### Requirement 1
In the article about Ho Chi Minh City rescue officers, reproduce the passage from "One example was" up to and including "January, Thanh said." word for word.
### Requirement 2
Extend the article about Ho Chi Minh City rescue officers and suicide attempts, picking up right after its final sentence.

==== Page text ====

The heroes who risk their lives to rescue the suicidal
Ho Chi Minh City rescue officers have often found themselves trying to save people from suicide attempts.
Rescue officers in HCM City try to rescue a local man from a suicide attempt on a high voltage pole on Kinh Duong Vuong Street in Binh Tan District in January. VNA/VNS Photo
Working under the Fire Prevention, Fighting and Rescue Police Department under the Ministry of Public Security, the brave rescuers often encounter suicide attempts that scar them psychologically, and others that are just downright confusing, the Tuoi Tre (Youth) newspaper reported.
The most common cases involved people who took drugs then climbed up electric posts and threatened to take their own lives. These cases are the most time-consuming and require a lot of efforts to solve since they often happen on busy streets, said Major Nguyen Chi Thanh, vice captain of one of HCM City’s rescue teams.
One example was when a local man, 38, climbed up a 30m high voltage pole on Kinh Duong Vuong Street in Binh Tan District and threatened to jump in January, Thanh said.
“We did not have much time and had to act fast, otherwise it would cause traffic congestion,” he said. “And we had to disconnect power on the pole to ensure safety for the man, despite knowing the power cut would affect the entire city.”
The team needed support from two other teams, with three air cushions placed on the ground and a fire truck with a 32m ladder so they could climb the pole and talk to the man, Thanh added.
“He kept screaming at us and demanded to meet a city official,” he said.
“After 15 minutes of trying to persuade him to no avail, one of our members pointed at someone who looked like an official on the ground and said to him: ‘He’s here, he’s asking you to come down.’
“Only then did he agree to step on to the ladder so that we could bring him down to the ground.”

==== Data section ====

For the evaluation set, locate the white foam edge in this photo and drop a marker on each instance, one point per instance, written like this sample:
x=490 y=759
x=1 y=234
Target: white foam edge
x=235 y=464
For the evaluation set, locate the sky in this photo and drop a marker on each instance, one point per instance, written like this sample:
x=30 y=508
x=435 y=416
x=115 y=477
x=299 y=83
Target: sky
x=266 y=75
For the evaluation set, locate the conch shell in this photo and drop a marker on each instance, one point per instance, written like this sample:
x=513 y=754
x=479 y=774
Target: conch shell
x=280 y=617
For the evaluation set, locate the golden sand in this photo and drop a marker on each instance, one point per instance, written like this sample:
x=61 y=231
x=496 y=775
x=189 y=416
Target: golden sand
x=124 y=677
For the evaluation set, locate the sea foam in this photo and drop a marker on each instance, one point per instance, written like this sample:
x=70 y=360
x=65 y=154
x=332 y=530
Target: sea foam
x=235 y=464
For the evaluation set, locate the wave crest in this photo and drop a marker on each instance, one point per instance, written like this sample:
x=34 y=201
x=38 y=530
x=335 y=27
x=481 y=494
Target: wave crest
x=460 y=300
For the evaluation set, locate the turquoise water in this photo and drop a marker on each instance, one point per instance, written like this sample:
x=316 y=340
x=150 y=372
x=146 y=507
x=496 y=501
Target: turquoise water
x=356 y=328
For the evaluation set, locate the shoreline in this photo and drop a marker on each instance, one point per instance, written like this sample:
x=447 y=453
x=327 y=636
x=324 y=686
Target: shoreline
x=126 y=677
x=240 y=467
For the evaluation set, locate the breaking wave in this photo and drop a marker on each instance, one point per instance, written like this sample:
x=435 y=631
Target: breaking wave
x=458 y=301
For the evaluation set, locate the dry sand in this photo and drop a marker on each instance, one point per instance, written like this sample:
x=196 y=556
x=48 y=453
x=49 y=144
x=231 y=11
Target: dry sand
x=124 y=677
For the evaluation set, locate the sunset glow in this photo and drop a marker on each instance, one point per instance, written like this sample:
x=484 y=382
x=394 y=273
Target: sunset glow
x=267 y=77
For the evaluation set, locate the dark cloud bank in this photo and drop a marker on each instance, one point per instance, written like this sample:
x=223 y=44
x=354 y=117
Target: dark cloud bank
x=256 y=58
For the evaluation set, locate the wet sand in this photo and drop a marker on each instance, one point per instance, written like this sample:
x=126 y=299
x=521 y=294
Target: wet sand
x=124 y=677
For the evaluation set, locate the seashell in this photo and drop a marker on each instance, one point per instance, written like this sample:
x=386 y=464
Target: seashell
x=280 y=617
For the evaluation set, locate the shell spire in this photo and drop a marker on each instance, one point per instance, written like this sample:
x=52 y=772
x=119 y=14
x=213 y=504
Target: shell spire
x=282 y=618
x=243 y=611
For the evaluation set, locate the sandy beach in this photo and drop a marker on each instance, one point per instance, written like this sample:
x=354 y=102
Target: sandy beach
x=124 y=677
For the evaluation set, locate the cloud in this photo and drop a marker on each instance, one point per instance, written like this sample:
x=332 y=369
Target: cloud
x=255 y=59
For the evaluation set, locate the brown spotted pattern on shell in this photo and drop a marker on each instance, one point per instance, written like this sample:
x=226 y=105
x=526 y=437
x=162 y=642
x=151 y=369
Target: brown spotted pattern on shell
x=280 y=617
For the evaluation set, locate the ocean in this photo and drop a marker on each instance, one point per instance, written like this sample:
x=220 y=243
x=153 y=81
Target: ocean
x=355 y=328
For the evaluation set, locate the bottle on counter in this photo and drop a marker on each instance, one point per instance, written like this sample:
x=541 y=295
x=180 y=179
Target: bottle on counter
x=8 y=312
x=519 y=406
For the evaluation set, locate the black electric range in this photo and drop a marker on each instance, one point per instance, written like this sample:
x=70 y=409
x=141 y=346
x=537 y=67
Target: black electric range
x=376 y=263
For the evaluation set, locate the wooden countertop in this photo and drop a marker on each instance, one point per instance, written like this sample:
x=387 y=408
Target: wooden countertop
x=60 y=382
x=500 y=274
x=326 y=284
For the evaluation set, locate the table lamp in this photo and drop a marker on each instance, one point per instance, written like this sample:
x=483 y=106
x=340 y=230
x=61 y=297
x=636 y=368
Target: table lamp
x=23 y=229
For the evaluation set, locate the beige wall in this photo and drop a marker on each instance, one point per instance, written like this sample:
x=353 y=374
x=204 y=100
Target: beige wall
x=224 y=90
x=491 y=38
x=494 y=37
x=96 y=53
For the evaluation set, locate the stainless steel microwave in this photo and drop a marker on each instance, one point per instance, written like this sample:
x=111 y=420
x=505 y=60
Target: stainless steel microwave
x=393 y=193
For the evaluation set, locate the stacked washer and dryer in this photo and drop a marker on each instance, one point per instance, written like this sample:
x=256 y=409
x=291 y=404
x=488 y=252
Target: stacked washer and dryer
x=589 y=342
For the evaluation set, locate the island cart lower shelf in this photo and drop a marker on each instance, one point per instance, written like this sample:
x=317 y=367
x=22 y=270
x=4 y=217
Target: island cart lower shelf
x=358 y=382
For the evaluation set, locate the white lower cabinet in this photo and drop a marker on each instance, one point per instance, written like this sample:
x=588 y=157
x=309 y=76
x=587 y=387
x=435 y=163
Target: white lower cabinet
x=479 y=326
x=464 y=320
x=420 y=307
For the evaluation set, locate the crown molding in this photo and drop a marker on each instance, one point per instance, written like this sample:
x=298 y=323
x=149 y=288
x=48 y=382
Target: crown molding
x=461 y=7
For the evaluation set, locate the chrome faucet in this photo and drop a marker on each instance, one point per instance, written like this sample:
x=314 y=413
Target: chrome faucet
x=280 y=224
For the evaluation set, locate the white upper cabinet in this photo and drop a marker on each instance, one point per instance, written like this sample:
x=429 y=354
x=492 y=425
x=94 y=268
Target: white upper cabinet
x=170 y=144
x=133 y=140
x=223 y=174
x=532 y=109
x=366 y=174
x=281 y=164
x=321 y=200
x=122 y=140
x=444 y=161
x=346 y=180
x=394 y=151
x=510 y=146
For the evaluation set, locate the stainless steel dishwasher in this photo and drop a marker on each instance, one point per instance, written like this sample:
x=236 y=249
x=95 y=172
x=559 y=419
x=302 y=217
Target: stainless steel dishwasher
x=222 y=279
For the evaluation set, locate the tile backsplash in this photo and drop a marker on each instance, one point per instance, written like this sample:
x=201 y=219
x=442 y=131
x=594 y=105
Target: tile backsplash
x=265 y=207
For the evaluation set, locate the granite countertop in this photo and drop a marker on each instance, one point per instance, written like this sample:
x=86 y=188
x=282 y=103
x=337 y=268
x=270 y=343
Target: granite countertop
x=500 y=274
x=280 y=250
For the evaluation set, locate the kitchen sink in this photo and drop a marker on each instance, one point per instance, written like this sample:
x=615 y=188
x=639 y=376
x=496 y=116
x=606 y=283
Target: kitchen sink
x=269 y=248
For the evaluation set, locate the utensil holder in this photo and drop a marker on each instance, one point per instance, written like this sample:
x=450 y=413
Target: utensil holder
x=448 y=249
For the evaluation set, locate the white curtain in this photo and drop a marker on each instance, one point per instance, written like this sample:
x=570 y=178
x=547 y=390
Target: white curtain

====

### Response area 1
One example was when a local man, 38, climbed up a 30m high voltage pole on Kinh Duong Vuong Street in Binh Tan District and threatened to jump in January, Thanh said.

### Response area 2
Sometimes the rescuers use psychological methods to calm down suicidal people, like when a heartbroken patient threatened to jump from the fifth floor of Trung Vuong Hospital in District 10 in June.
The first thing they did upon reaching the hospital was a spot to place an air cushion in case he actually jumped, said a team captain, Colonel Le Quang Thuan.
The patient, 19, was taken to hospital following a suicide attempt with sleeping pills after breaking up with his girlfriend. After recovering from emergency treatment, he climbed the safety fence on the fifth floor and threatened to jump.
Thuan said he was so unstable he screamed: “I will jump if anyone comes near me!”, scaring people off.
“In that case, trying to communicate with them to create sympathy is the key to preventing them from risking their lives,” Thuan said.
During those crucial moments, each of the patient’s requests was met, including giving him a phone so he could call his family, Thuan added. And when he demanded to meet his ex-girlfriend, the rescue officers looked for the girl’s house and asked local authorities to take her to the hospital, he said.
“But her family did not allow her to go, so we had to lie to the man: ‘We’ve got her, she’s on her way…’, and constantly gave him water to prevent dehydration and exhaustion,” Thuan said.
Each glass of water was one step closer to the patient, Thuan said. By 4pm they managed to calm him down and get him inside, to onlookers’ relief.
But not every mission ends with everyone intact, with even the rescuers coming off injured on occasion.
Major Nguyen Chi Thanh, with scars on his hands and face, reminders of an occupational accident he suffered in 2005 while on a rescue mission at a warehouse in District 7.
The team was trying to rescue a suicidal young man who climbed up to the warehouse’s roof about 10m above the ground. After communication efforts failed, they decided to climb up and planned on forcing him to come down, which they achieved successfully.
Thanh was walking on some corrugated roofing sheets to get to the roof when he stepped on a broken one and fell to the ground, injuring his spinal cord and other parts of his body. It took him three months to walk again.
“That was tough,” he said. “But we’ve all got used to having rocks thrown at us and getting hit in the face so hard it gets swollen, which happens quite often.”
“For fire police, every mission has its own pleasant and unpleasant memories, and in a way all missions bear the same meaning,” he said. “But for rescue officers like us, the happiest moment is when we hear people clapping after we are able to rescue someone.”